>> Begin Task data

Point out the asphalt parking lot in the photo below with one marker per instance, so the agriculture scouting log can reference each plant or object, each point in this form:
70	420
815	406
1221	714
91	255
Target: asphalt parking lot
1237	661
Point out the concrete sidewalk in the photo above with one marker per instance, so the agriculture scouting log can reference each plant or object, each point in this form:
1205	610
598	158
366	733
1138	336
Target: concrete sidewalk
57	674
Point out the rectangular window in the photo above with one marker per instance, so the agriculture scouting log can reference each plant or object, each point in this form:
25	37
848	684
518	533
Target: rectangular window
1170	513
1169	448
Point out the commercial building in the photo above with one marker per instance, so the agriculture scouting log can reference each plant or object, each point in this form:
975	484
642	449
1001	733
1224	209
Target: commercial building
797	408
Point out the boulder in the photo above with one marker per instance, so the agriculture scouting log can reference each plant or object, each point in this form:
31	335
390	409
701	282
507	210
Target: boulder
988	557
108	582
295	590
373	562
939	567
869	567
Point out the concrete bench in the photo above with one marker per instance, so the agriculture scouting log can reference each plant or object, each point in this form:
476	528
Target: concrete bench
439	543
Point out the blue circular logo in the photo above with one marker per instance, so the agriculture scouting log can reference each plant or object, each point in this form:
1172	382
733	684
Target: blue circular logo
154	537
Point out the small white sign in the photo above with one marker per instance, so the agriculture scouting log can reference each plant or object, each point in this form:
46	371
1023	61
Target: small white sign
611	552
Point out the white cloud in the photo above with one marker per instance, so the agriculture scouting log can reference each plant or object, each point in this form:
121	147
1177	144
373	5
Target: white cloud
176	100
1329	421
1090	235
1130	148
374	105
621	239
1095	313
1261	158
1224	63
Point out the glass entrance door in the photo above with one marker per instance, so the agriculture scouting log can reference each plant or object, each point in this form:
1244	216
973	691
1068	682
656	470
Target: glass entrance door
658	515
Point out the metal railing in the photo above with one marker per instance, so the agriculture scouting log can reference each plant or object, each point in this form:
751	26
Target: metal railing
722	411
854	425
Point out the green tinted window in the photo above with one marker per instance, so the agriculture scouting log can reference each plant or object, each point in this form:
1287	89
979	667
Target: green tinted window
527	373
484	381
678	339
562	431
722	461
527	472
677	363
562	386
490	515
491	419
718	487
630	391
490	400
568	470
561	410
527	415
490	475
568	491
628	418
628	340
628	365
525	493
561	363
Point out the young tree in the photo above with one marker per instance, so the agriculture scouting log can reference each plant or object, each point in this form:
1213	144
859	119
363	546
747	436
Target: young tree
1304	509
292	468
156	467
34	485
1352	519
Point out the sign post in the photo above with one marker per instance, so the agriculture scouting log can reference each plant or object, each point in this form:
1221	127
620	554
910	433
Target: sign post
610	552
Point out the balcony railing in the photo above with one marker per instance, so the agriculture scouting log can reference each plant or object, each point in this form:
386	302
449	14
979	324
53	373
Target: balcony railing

>> End Task data

Stated goal
Lay out every line of the records above as a JSON list of strings, one string per line, with blank lines omitted.

Output of the task
[
  "Point out the asphalt parking lot in the photo below with one marker per instance, so the agriculture scouting log can reference each plant or object, each point in this form:",
  "70\t420",
  "815\t406",
  "1221\t714",
  "91\t255",
  "Target: asphalt parking lot",
  "1237\t661",
  "Point out the concrete sidewalk in the photo above with one marker per instance, so the agriculture scouting log can reference each plant or object, each point in this form:",
  "1205\t610",
  "598\t158",
  "366\t733",
  "1138\t336",
  "Target: concrete sidewalk",
  "57\t674",
  "Point out the rectangular window in the photo above with one marker per instance, so the agriculture scouting log can reference each plant or object, each point in this form:",
  "25\t37",
  "848\t684",
  "518\t533",
  "Target: rectangular window",
  "1170\t513",
  "1169\t448",
  "Point out the commercial building in the photo above with one marker per instance, so the agriculture scouting log can reference each plant or object, each point in this form:",
  "975\t484",
  "642\t449",
  "1001\t733",
  "1224\t209",
  "Target: commercial building",
  "797\t408",
  "Point out the boulder in the photo above with one marker per instance, so the agriculture scouting log can reference each plant or object, each point in this form:",
  "31\t335",
  "390\t409",
  "701\t282",
  "507\t210",
  "Target: boulder",
  "988\t557",
  "108\t582",
  "295\t590",
  "373\t562",
  "939\t567",
  "869\t567",
  "Point out the concrete bench in the photo above with one marker per instance, so the agriculture scouting log can reference each plant or object, each point in this form:",
  "476\t528",
  "Target: concrete bench",
  "439\t543",
  "Point out the blue circular logo in the photo above with one marker per instance, so the agriculture scouting log can reference each plant or object, each point in this form:",
  "1172\t382",
  "733\t684",
  "Target: blue circular logo",
  "154\t537",
  "Point out the small white sign in the photo above with one marker per instance, so the agriculture scouting log can reference each plant or object, each point in this form:",
  "46\t371",
  "1023\t61",
  "Target: small white sign",
  "611\t552",
  "Point out the white cloud in the photo above with one marker per instance, so the agriculture scouting log can reference each plant or object, each point in this form:",
  "121\t147",
  "1177\t144",
  "373\t5",
  "Target: white cloud",
  "176\t100",
  "1329\t421",
  "1090\t235",
  "1130\t148",
  "374\t105",
  "621\t239",
  "1095\t313",
  "1261\t158",
  "1224\t63",
  "Point out the glass entrance door in the photo above with one marker per instance, so the agriculture scouting log can reference each plant or object, each point in this form:",
  "1244\t216",
  "973\t691",
  "1068\t682",
  "656\t470",
  "Target: glass entrance door",
  "658\t515",
  "Point out the metal railing in the photo above with one marker per instance, so the agriculture scouting log can reference each plant or object, each point in this form:",
  "751\t26",
  "Target: metal railing",
  "722\t411",
  "854\t425",
  "Point out the green tinted window in the photo above with one marker per instance, so the agriculture scouting log can reference each plant or object, each point in this form:",
  "1287\t89",
  "979\t667",
  "Target: green tinted window",
  "527\t373",
  "484\t381",
  "678\t339",
  "562\t431",
  "722\t461",
  "527\t472",
  "677\t363",
  "562\t386",
  "490\t515",
  "491\t419",
  "718\t487",
  "630\t391",
  "490\t400",
  "568\t470",
  "561\t410",
  "527\t415",
  "490\t475",
  "568\t491",
  "628\t418",
  "628\t340",
  "628\t365",
  "525\t493",
  "561\t363",
  "Point out the young tree in the photo above with one marker per instance, so the agriculture scouting log can reference each plant or object, each point in this form:",
  "1213\t144",
  "859\t119",
  "363\t546",
  "747\t436",
  "Target: young tree",
  "1304\t509",
  "292\t468",
  "156\t467",
  "34\t485",
  "1352\t519",
  "Point out the sign post in the photo above with one marker per instance, so the agriculture scouting log can reference each plant or object, each point in this form:",
  "1221\t127",
  "620\t554",
  "910\t433",
  "Target: sign post",
  "610\t552",
  "Point out the balcony railing in the photo above with one marker per instance, so the agriculture scouting log can reference each plant or object, each point in this form:",
  "386\t302",
  "449\t14",
  "979\t324",
  "53\t373",
  "Target: balcony railing"
]